-- Exercise --
Can you recast the items below as a Markdown table with the columns "Row" and "Line", starting at the first line and ending at the line that contains "153 51 L 153", both included and blank lines omitted?

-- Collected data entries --
________________________________________

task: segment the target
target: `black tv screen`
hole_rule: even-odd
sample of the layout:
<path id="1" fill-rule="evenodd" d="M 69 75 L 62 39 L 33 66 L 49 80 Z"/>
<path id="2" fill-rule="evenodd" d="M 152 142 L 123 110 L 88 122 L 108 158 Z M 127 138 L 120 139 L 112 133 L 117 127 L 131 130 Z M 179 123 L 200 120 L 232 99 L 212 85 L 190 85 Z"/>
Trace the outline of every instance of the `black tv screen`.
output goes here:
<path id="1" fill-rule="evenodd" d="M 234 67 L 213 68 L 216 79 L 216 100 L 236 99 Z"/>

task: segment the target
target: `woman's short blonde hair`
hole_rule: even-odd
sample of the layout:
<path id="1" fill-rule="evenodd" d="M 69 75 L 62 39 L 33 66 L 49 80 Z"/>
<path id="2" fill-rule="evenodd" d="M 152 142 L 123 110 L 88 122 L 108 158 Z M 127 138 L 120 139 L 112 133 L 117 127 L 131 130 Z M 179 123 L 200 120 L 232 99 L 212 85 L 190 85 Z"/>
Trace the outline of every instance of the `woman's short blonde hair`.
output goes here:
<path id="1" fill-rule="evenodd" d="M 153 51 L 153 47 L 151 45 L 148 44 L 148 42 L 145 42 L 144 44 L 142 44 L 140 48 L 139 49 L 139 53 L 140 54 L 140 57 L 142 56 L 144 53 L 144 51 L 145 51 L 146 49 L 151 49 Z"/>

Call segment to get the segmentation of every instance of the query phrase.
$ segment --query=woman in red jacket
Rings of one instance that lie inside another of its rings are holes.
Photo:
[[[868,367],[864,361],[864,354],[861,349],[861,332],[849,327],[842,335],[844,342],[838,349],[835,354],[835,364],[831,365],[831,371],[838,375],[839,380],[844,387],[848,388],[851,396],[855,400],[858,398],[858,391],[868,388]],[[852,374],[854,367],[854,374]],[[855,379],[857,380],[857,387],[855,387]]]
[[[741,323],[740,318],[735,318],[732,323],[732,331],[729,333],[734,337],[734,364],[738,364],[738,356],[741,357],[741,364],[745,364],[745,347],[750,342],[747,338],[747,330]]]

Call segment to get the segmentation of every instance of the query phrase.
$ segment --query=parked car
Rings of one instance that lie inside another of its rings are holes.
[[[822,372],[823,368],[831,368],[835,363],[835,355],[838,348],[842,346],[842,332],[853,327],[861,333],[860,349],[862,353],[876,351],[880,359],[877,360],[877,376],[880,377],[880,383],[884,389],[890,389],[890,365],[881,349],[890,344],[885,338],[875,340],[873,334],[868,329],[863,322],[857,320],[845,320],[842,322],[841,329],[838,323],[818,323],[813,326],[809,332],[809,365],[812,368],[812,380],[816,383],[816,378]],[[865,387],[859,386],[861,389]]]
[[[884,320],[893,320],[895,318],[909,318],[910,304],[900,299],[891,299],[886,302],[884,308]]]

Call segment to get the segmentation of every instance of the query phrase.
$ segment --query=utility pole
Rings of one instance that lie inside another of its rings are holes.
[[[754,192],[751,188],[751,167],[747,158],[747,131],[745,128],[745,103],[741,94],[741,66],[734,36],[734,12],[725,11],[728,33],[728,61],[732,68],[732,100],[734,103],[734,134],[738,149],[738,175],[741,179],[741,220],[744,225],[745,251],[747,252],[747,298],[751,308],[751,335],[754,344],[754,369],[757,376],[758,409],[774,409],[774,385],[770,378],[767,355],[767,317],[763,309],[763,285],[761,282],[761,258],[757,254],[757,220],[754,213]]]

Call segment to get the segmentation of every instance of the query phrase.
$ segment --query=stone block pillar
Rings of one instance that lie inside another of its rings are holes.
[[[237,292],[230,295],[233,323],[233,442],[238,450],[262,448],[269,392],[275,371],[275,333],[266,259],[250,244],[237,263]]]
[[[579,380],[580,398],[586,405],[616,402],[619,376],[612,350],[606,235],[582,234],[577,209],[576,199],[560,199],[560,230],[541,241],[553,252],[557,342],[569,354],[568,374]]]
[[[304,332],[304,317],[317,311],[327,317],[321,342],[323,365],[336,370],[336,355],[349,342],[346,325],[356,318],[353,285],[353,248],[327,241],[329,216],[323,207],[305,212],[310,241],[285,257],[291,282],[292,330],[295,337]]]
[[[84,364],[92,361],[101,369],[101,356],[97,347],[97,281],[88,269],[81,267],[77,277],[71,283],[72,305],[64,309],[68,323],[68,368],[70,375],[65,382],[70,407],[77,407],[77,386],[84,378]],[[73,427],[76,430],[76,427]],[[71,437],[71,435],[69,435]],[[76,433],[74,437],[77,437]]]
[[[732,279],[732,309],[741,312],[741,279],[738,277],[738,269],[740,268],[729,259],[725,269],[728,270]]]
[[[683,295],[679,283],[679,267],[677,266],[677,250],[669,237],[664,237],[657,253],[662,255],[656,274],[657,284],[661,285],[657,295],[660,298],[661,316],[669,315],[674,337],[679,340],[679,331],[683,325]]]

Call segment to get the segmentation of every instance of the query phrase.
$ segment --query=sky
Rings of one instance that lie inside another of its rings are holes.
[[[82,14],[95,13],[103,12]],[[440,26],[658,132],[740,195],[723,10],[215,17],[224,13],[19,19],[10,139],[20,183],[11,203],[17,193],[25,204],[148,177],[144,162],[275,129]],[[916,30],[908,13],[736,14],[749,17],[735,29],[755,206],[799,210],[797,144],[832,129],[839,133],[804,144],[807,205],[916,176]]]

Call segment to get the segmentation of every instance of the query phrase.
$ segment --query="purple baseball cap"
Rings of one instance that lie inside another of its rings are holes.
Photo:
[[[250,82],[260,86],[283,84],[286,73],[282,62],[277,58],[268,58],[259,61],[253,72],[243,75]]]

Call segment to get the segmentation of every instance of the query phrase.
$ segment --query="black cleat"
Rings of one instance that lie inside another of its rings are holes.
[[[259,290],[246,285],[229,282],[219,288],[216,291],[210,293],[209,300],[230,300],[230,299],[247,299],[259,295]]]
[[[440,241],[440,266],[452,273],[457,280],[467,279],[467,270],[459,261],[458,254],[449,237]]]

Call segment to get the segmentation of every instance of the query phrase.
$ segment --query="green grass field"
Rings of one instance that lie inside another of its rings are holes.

________________________________________

-- Result --
| Row | Line |
|---|---|
| 1 | task: segment the target |
| 2 | target: `black tv screen` |
| 3 | hole_rule: even-odd |
| 4 | sample of the layout: |
| 5 | <path id="1" fill-rule="evenodd" d="M 69 75 L 62 39 L 33 66 L 49 80 Z"/> |
| 6 | <path id="2" fill-rule="evenodd" d="M 152 142 L 123 110 L 88 122 L 108 158 Z M 127 138 L 120 139 L 112 133 L 117 127 L 131 130 Z M 179 123 L 200 120 L 232 99 L 212 85 L 190 85 Z"/> |
| 7 | Trace the outline of every instance of the `black tv screen`. |
| 8 | output goes here: |
| 9 | <path id="1" fill-rule="evenodd" d="M 234 67 L 213 68 L 216 79 L 216 100 L 236 99 Z"/> |
| 10 | task: segment the target |
| 11 | target: `woman's short blonde hair` |
| 12 | hole_rule: even-odd |
| 13 | sample of the layout: |
| 14 | <path id="1" fill-rule="evenodd" d="M 69 75 L 62 39 L 33 66 L 49 80 Z"/> |
| 15 | <path id="2" fill-rule="evenodd" d="M 152 142 L 123 110 L 88 122 L 108 158 Z M 127 138 L 120 139 L 112 133 L 117 127 L 131 130 Z M 179 123 L 200 120 L 232 99 L 212 85 L 190 85 Z"/> |
| 16 | Trace the outline of every instance of the `woman's short blonde hair`. |
| 17 | output goes here: |
| 18 | <path id="1" fill-rule="evenodd" d="M 153 51 L 153 47 L 151 45 L 148 44 L 148 42 L 145 42 L 144 44 L 142 44 L 140 48 L 139 49 L 139 53 L 140 54 L 140 57 L 142 56 L 144 53 L 144 51 L 145 51 L 146 49 L 151 49 Z"/> |